** Given data **

# # # #

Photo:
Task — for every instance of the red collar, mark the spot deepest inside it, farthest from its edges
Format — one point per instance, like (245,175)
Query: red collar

# # # #

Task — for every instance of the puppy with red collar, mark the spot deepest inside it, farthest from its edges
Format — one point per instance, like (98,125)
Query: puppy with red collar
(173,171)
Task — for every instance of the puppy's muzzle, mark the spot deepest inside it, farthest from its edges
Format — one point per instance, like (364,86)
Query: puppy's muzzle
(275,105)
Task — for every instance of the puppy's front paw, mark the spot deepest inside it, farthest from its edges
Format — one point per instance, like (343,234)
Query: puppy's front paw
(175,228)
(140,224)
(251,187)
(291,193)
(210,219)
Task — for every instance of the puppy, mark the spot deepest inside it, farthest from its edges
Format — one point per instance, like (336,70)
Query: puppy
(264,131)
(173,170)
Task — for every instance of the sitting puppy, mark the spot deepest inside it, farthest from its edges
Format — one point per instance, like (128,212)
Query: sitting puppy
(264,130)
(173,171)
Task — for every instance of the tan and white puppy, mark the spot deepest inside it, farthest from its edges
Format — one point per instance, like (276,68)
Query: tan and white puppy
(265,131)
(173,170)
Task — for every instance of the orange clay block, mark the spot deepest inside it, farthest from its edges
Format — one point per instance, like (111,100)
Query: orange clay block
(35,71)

# # # #

Gather every line above that contains the string "like". Case counts.

** Correct response **
Format — one point per instance, like (245,175)
Format — one point per instance, like (98,125)
Format — one point per instance, like (364,86)
Format — one point per instance, like (343,234)
Format — one point per instance, like (336,70)
Format — one point per instance, like (128,212)
Format — one point per instance, like (276,68)
Format — one point per instance, like (111,100)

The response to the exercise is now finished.